** Data for analysis **
.....

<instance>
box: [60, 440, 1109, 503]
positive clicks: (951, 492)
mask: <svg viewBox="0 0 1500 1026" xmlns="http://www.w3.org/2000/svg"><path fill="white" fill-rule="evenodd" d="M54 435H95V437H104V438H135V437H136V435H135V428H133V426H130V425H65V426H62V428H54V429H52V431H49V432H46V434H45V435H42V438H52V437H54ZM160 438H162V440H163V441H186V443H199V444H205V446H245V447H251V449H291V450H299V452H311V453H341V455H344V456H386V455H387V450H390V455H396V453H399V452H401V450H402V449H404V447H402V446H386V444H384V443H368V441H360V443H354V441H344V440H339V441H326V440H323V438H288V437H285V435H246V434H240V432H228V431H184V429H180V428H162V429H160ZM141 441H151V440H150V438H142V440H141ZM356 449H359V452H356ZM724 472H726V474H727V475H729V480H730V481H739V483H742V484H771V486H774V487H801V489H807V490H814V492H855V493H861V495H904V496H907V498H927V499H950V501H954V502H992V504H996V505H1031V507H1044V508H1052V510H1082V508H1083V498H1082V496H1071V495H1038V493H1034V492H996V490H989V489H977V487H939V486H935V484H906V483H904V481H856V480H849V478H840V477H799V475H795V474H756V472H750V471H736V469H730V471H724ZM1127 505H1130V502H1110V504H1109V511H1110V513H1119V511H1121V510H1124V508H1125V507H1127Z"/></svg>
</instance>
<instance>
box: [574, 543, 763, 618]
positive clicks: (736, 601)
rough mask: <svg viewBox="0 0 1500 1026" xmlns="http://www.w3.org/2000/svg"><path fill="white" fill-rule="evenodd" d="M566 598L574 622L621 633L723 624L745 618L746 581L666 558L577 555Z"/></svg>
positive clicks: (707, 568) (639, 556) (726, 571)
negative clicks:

.....

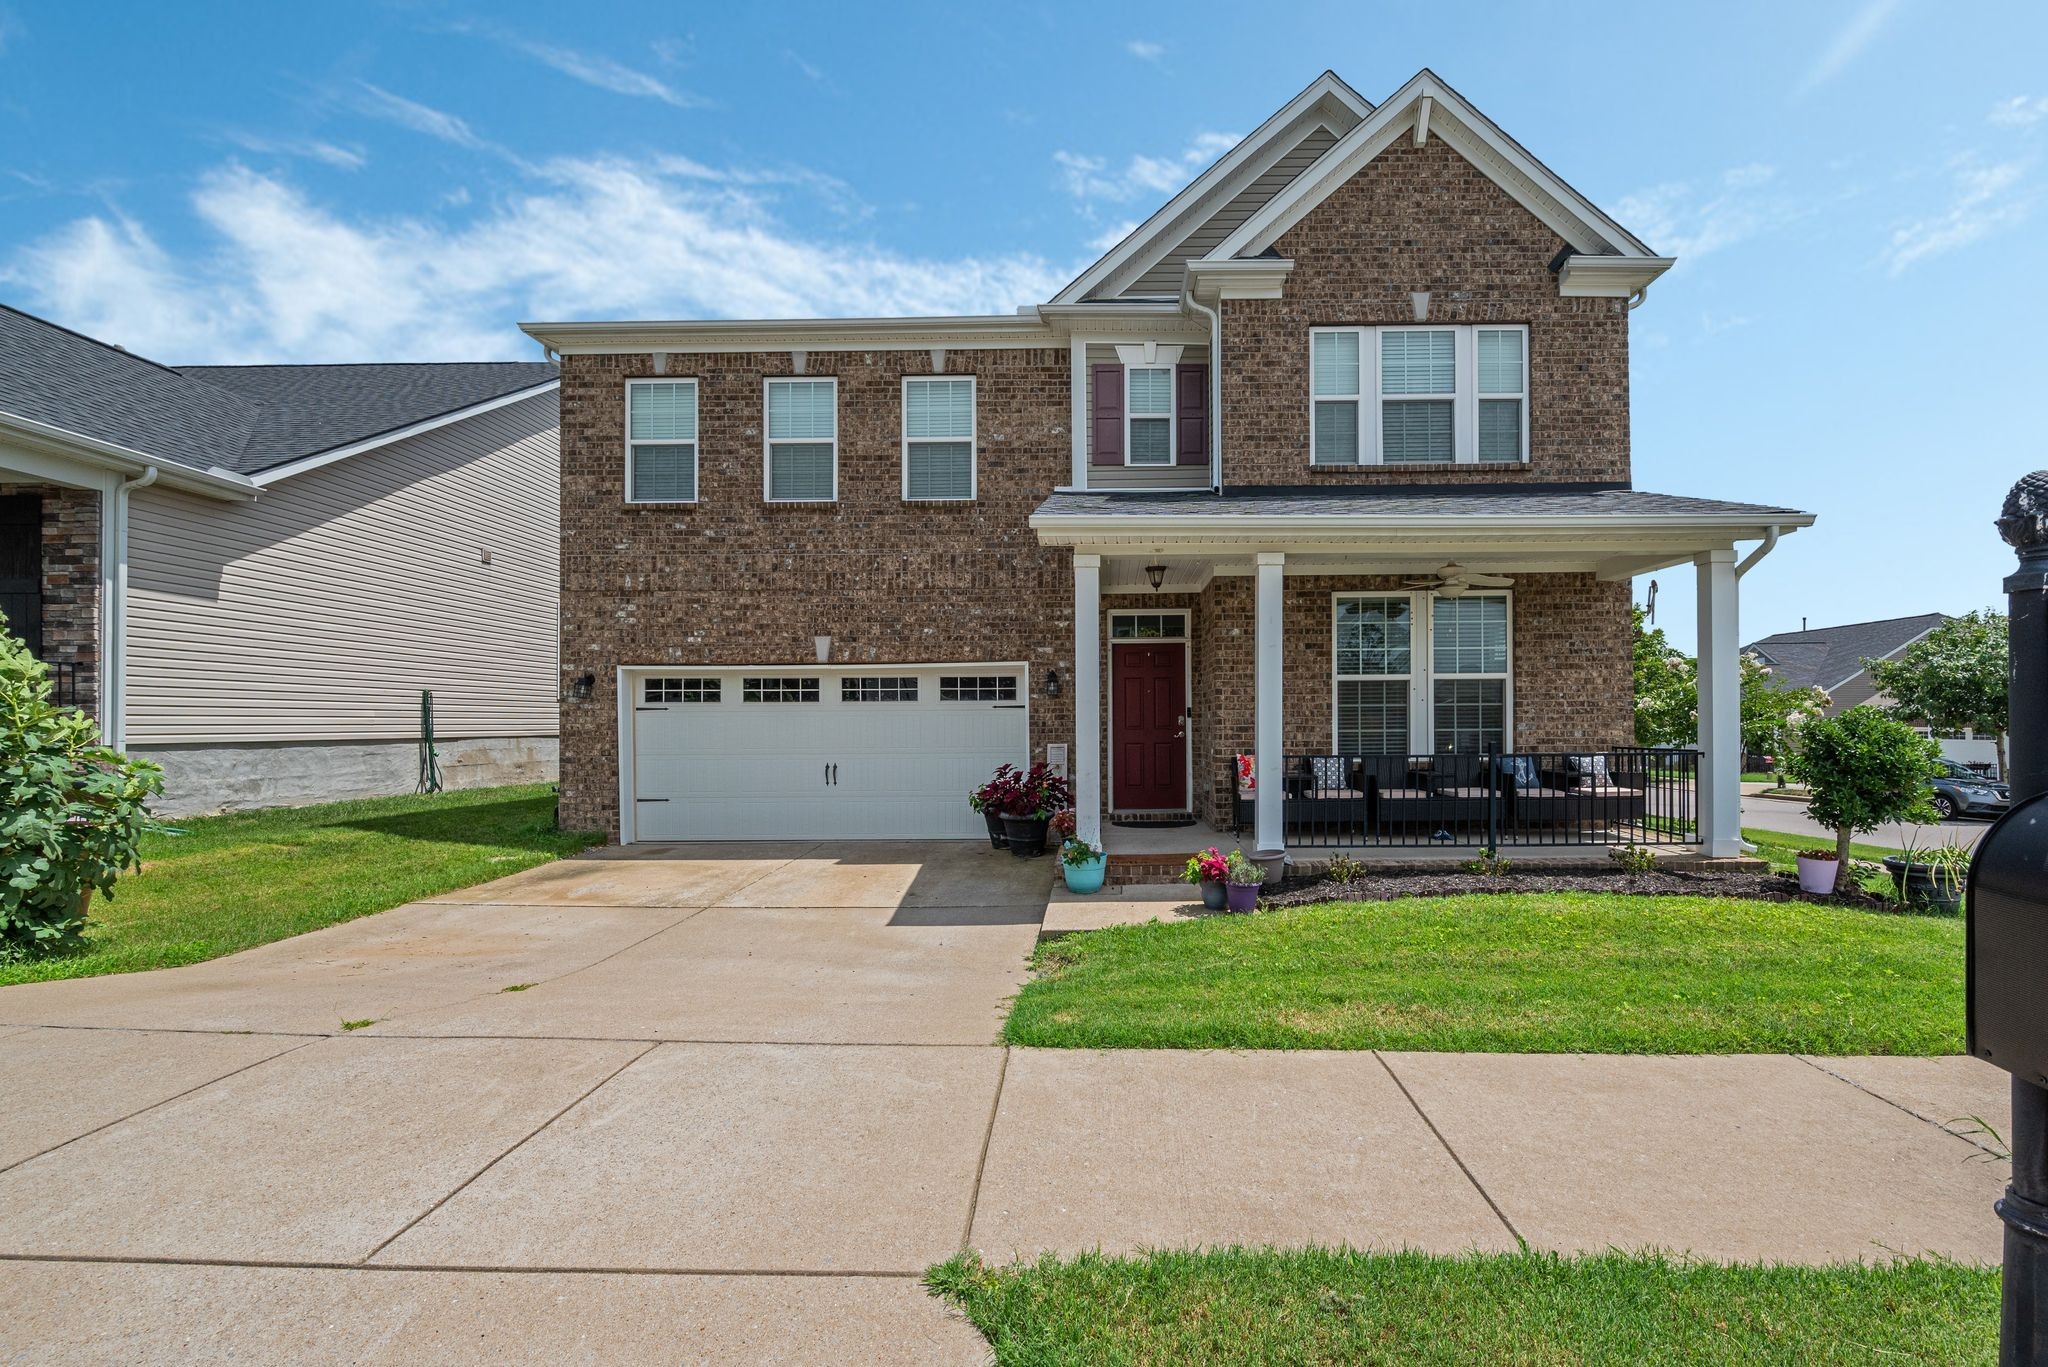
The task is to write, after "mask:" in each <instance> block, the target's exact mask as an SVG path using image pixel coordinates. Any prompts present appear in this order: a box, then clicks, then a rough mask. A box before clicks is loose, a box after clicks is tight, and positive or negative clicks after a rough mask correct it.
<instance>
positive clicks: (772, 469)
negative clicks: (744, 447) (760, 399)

.....

** Work to be completed **
Among the records above, find the lines that contain "negative" and copy every one.

** Result of the task **
negative clicks:
The task is to write, after "mask:" in each <instance> block, the target's exact mask as an SVG path using image pixel coordinates. Any prompts present appear in this order: a box, then clicks, then a rough mask. A box before clicks is loose, a box after clicks is tight, and positive or negative clicks after a rough mask correct it.
negative clicks: (744, 447) (760, 399)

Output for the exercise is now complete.